_Work item_
The answer must be exactly the lines from the one containing "mast is by providing the bounding box." through the end of the material, with both ends kept and no other lines.

_Records shown_

——————————

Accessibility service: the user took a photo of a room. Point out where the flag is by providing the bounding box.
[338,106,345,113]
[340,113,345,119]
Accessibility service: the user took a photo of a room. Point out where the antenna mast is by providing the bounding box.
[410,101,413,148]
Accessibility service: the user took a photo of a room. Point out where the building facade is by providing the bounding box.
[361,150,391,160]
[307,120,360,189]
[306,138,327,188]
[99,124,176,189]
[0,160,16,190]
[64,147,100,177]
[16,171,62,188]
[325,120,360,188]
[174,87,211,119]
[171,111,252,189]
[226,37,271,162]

——————————

_Task solution_
Accessibility service: the user took a photo of a room. Point out where the antenna mast is by providing the bounding box.
[410,101,413,148]
Accessibility service: the user took a photo of a room. Point out where the building facade is by providing the bounding box.
[361,150,391,160]
[307,120,360,189]
[306,138,327,188]
[99,124,176,189]
[0,160,16,190]
[64,147,100,177]
[16,171,62,188]
[325,120,360,188]
[174,87,211,119]
[171,111,252,189]
[226,37,271,162]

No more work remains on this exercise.